(Items from a collection)
-- start --
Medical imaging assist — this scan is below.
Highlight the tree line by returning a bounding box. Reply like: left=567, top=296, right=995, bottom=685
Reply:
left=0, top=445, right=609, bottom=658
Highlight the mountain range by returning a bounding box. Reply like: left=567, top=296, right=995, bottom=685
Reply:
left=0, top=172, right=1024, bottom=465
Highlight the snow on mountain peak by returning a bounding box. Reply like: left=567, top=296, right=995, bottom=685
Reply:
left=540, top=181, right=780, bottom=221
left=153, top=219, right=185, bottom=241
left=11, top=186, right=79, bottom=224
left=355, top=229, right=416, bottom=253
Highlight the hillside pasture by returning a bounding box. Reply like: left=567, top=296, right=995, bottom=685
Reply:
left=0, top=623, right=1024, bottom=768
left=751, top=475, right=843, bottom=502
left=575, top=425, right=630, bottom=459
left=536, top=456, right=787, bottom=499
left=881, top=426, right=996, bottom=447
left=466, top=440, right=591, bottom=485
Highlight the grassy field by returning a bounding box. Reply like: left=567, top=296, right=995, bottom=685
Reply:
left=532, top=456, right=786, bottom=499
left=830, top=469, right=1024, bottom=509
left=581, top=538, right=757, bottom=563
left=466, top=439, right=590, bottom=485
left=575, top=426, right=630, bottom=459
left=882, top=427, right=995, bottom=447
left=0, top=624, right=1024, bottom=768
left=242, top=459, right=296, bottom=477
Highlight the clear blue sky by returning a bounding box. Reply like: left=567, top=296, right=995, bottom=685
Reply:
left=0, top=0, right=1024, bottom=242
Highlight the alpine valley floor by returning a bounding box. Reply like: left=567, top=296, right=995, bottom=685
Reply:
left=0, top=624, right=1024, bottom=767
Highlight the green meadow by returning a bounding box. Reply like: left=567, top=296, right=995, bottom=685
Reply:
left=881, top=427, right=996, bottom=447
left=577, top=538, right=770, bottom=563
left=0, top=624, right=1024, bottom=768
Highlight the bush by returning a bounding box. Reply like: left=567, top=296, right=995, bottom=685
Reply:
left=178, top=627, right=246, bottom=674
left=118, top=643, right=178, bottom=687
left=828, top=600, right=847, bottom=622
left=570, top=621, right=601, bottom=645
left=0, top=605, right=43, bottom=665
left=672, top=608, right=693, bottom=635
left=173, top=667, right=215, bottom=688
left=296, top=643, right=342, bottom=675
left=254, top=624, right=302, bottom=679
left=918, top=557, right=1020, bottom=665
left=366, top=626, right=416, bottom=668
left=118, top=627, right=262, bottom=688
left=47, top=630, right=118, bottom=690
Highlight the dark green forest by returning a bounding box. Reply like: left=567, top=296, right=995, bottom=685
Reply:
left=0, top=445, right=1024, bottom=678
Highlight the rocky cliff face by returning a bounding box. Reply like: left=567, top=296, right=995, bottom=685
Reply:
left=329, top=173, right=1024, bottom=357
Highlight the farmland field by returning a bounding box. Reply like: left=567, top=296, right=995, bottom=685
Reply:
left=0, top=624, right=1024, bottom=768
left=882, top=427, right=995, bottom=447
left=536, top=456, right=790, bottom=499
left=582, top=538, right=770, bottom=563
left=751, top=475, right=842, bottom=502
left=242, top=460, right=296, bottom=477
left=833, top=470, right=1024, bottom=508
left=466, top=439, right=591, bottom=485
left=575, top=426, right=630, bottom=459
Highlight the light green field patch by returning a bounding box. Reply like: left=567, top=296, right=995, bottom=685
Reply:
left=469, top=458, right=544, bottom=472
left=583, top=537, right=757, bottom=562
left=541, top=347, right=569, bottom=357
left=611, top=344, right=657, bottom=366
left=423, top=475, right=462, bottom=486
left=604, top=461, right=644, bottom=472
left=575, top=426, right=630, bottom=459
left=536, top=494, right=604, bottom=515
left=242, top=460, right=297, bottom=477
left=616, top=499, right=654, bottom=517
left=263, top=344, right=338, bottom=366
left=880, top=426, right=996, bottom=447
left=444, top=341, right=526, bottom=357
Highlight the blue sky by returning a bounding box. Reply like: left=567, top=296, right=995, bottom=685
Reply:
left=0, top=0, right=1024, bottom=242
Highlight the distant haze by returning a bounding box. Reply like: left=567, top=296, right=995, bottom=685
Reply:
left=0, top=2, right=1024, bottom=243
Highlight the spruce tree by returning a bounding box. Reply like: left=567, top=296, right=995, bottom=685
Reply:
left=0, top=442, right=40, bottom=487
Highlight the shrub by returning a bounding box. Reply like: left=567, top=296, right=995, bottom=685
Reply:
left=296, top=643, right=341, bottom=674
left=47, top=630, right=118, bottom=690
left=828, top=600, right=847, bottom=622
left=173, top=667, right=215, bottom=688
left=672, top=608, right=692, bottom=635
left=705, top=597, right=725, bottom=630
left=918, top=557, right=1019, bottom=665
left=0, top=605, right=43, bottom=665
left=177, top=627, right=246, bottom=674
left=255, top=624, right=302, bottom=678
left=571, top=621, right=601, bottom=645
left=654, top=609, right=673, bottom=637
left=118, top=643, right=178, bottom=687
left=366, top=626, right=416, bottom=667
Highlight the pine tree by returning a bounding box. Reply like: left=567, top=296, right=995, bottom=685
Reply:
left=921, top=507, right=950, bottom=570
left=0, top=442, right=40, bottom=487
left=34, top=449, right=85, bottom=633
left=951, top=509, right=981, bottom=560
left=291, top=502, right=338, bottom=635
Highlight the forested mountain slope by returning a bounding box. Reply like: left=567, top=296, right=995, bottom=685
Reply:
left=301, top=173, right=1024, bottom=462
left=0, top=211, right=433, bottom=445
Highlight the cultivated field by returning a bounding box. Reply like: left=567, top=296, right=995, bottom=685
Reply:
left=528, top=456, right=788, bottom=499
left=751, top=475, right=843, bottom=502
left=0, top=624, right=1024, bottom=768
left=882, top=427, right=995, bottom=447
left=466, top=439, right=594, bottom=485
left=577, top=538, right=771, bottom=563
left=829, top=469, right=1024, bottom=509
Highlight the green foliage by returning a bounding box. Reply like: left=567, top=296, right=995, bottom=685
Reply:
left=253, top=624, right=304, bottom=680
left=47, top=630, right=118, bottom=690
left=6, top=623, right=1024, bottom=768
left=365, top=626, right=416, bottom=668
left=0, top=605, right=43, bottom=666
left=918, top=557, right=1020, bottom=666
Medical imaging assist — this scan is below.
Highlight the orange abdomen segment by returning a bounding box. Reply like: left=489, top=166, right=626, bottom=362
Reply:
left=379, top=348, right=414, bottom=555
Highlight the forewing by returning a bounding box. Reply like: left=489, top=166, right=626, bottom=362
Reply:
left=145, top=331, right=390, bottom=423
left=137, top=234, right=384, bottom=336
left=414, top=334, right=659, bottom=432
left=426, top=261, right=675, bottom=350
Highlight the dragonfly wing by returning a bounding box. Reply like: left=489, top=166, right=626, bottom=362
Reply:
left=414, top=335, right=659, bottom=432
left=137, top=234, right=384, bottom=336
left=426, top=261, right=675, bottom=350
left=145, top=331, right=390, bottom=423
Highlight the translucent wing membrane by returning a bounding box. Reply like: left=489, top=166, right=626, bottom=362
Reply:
-- end --
**Exercise directions**
Copy out word for word the stretch from the line containing "Highlight the green foliage" through the line containing "left=918, top=557, right=1020, bottom=666", both lines included.

**Final result**
Highlight the green foliage by returning a bounding box. Reply like: left=567, top=296, right=995, bottom=685
Reply:
left=253, top=624, right=304, bottom=680
left=47, top=630, right=118, bottom=690
left=6, top=623, right=1024, bottom=768
left=365, top=626, right=416, bottom=668
left=0, top=605, right=43, bottom=666
left=918, top=557, right=1020, bottom=666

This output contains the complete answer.